APPLY WHAT YOU READ |
a. Which acronyms made up only of capital letters appear in the SNARK verifier thread? List each one once.
b. Could you carry on the thread about offloading MSMs to the SNARK verifier, picking up right after its last line?

EXTRACTED TEXT |
|---|
To make it work, I had to offload MSMs and multi-pairings to be performed by the SNARK verifier

How did you offload the MSM's?

Aug 26 '24 14:08 Forpee

@Forpee I've created a wrapper around Groth16 (other SNARK implementations, like Polymath, would also work). This wrapper uses special MSM and pairing gadgets to remember MSMs' scalars and G1 elements and pairings' G1 elements, and adds them to the public input. The verifier simply has to make sure MSMs and pairings evaluate to 0.

It's all in the code 😅

Aug 26 '24 16:08 imikushin

Just a note: for the FFA which occur in MSM there are tricks in SigmaBus that push FFA to the verifier circuit which can be accumulated in a Cyclefold instance. We will likely get all of this work into Cyclefold and then use the PSE tricks to get Cycefold on-chain.

On L1 we pay for: 1 Cyclefold instance for FFA in MSM. (could be multiple of these amortized) 1 Groth16 for native field circuit.
|---|
DATASET EXCERPTS |
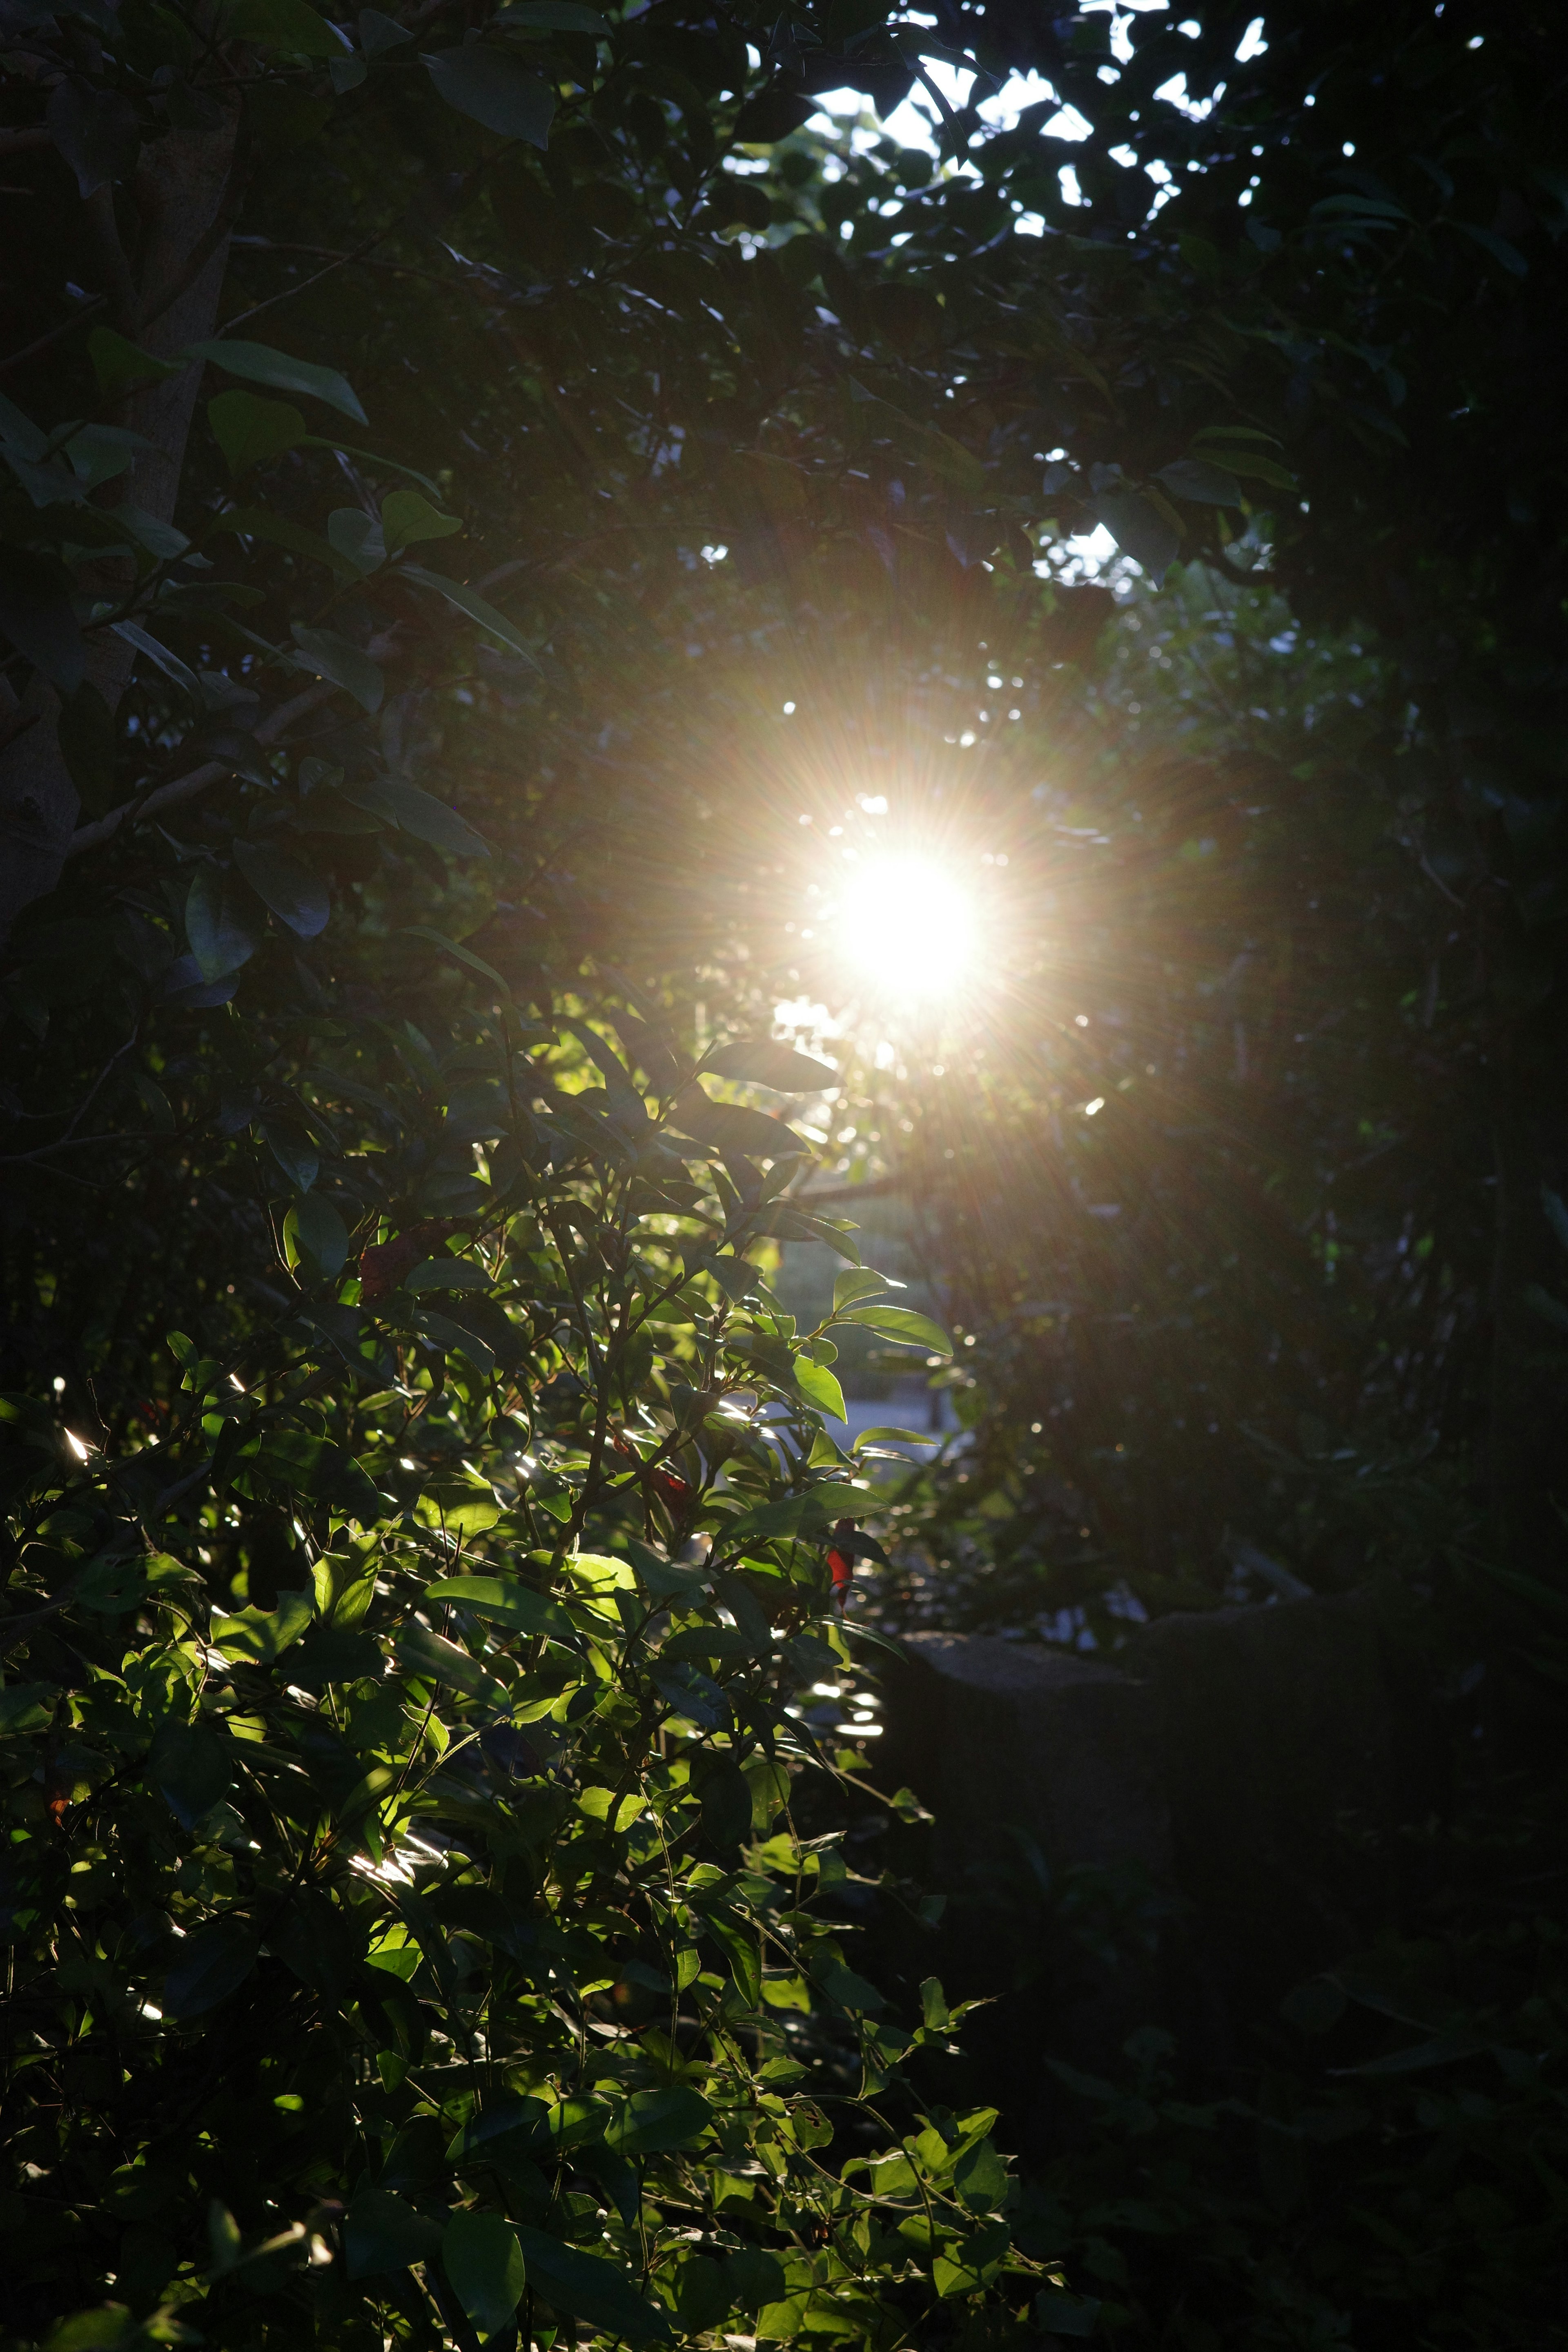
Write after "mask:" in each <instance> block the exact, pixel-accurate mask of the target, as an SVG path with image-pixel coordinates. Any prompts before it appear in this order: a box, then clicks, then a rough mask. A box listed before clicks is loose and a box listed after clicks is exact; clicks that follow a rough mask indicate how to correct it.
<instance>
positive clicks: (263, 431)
mask: <svg viewBox="0 0 1568 2352" xmlns="http://www.w3.org/2000/svg"><path fill="white" fill-rule="evenodd" d="M207 421H209V423H212V430H214V435H216V442H219V449H221V452H223V456H226V459H228V470H230V473H235V475H240V473H249V468H252V466H268V463H270V461H273V459H275V456H282V454H284V449H296V447H299V445H301V442H303V437H306V419H303V416H301V414H299V409H296V407H294V405H292V402H287V400H259V397H256V393H219V395H216V400H209V402H207Z"/></svg>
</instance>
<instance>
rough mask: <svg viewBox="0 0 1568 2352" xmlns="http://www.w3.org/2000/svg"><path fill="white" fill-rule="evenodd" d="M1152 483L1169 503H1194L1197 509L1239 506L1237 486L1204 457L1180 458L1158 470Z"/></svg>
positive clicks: (1240, 504)
mask: <svg viewBox="0 0 1568 2352" xmlns="http://www.w3.org/2000/svg"><path fill="white" fill-rule="evenodd" d="M1154 480H1157V482H1161V485H1164V487H1166V489H1168V492H1171V496H1173V499H1194V501H1197V503H1201V506H1241V485H1239V482H1237V477H1234V473H1227V470H1225V466H1213V463H1211V461H1208V459H1204V456H1180V459H1178V461H1175V463H1173V466H1161V468H1159V473H1157V475H1154Z"/></svg>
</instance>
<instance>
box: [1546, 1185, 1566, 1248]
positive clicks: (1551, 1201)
mask: <svg viewBox="0 0 1568 2352" xmlns="http://www.w3.org/2000/svg"><path fill="white" fill-rule="evenodd" d="M1540 1204H1542V1209H1544V1211H1547V1223H1549V1225H1552V1232H1554V1235H1556V1237H1559V1242H1561V1244H1563V1249H1568V1202H1566V1200H1563V1195H1561V1192H1554V1190H1552V1185H1549V1183H1544V1185H1542V1188H1540Z"/></svg>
|---|
EXPECTED OUTPUTS |
a. SNARK, MSM, FFA, PSE

b.
Sep 02 '24 13:09 wyattbenno777

@wyattbenno777 are you talking about this paper: https://eprint.iacr.org/2023/1406 ?

Also, where can I learn more about "the PSE tricks to get Cyclefold on-chain" ?

Sep 15 '24 22:09 imikushin

https://privacy-scaling-explorations.github.io/sonobe-docs/design/nova-decider-onchain.html

Sep 16 '24 12:09 Forpee

The PRs are good to review as well. There is a whole world of tricks to deal with non-native field args and proof composition.

https://github.com/privacy-scaling-explorations/sonobe/pull/132

Also the newer Sigma-paper:

https://eprint.iacr.org/2024/265

Sep 16 '24 12:09 wyattbenno777

@GUJustin @moodlezoup Are you guys still interested in this?

Sep 30 '24 18:09 imikushin

Alas, our plans to get cheap on-chain verification (and folding) no longer involve implementing the HyperKZG verifier non-natively in constraints.

Sep 30 '24 19:09 GUJustin

@GUJustin if you think this is a dead end, I'll close this PR.

But also, what would you suggest on how to move forward towards cheaper verification (and folding)?

Also, to clarify, what's implemented here doesn't involve non-native arithmetic: MSM and pairing definitions are simply appended to public input to be checked by the verifier. The circuit only deals with the scalar field (natively).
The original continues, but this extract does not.